DATASET EXTRACT:
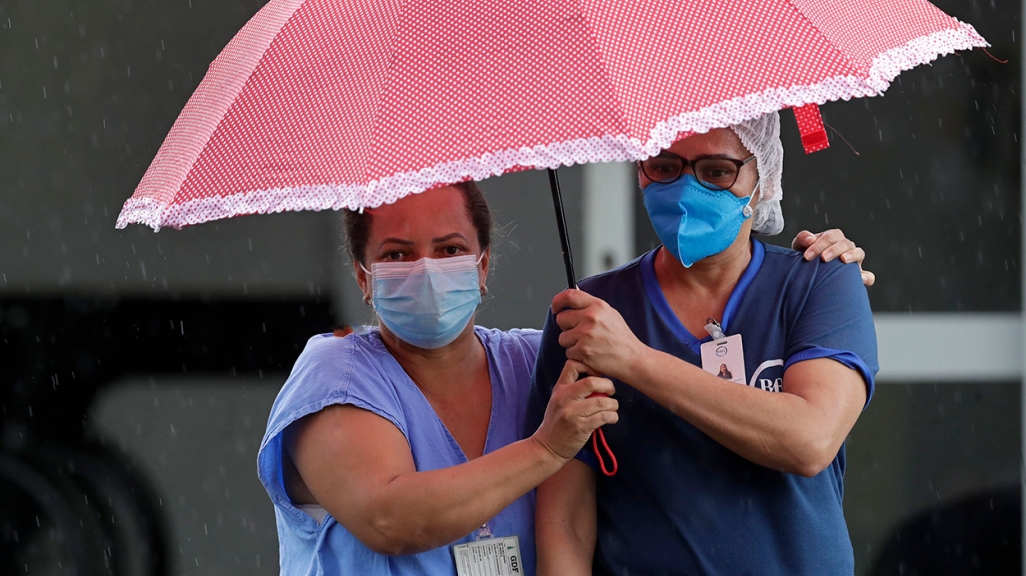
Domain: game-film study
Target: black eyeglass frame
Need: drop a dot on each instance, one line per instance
(685, 162)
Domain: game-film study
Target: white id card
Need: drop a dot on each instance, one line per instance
(491, 557)
(725, 358)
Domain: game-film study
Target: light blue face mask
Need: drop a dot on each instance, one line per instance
(426, 303)
(694, 222)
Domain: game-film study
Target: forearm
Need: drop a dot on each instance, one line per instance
(565, 522)
(779, 430)
(419, 511)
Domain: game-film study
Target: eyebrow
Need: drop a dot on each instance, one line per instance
(404, 242)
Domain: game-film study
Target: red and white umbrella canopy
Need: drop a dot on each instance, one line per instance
(321, 104)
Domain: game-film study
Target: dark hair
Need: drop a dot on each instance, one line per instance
(357, 225)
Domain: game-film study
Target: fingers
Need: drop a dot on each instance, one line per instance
(802, 240)
(570, 299)
(583, 387)
(854, 256)
(828, 245)
(573, 370)
(868, 278)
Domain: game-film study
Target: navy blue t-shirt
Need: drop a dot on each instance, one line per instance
(681, 503)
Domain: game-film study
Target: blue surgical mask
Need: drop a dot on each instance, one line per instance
(694, 222)
(426, 303)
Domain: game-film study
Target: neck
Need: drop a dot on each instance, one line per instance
(702, 291)
(714, 274)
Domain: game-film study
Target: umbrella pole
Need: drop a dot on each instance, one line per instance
(557, 203)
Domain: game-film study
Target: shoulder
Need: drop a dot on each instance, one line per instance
(325, 373)
(613, 281)
(791, 266)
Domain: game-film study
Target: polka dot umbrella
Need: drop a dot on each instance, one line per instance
(321, 104)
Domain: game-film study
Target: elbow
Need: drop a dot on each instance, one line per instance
(814, 457)
(392, 536)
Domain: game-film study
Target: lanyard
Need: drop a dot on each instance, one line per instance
(599, 436)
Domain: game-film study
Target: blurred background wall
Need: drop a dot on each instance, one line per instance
(140, 367)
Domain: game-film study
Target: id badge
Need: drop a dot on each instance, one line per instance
(490, 557)
(724, 357)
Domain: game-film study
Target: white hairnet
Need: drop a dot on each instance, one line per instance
(761, 137)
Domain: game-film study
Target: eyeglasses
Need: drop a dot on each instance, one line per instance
(714, 174)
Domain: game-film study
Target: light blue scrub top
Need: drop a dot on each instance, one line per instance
(358, 370)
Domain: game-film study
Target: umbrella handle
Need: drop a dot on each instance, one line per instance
(557, 202)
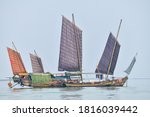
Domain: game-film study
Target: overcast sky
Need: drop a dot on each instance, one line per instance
(36, 24)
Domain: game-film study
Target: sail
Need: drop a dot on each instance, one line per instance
(128, 70)
(70, 56)
(37, 66)
(105, 60)
(16, 62)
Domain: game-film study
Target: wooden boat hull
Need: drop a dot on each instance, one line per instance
(115, 82)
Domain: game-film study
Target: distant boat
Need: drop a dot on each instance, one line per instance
(37, 66)
(70, 57)
(20, 75)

WHAT TO WORK ON: Pictures stay out; output the lines from the top of the listing above through the line containing "Target: fingers", exactly as they stand.

PROBLEM SOLUTION:
Domain: game-film study
Target: black eyeglass frame
Need: drop a dot on each instance, one line per instance
(685, 162)
Domain: game-film study
Target: white id card
Need: drop a dot on each instance, one line per instance
(491, 557)
(725, 358)
Domain: game-film study
Target: light blue face mask
Need: drop a dot on each instance, one line per instance
(426, 303)
(694, 222)
Domain: game-film study
Target: forearm
Need: drop a dot on each instance, one line per instance
(565, 522)
(779, 430)
(419, 511)
Domain: game-film study
Target: eyebrow
Need: drop a dot on each instance, one line per instance
(404, 242)
Domain: game-film study
Target: red and white umbrella canopy
Need: drop a dot on each instance, one line per instance
(321, 104)
Domain: game-film study
Target: dark hair
Need: drop a dot on each instance, one line per instance
(357, 225)
Domain: game-film study
Target: fingers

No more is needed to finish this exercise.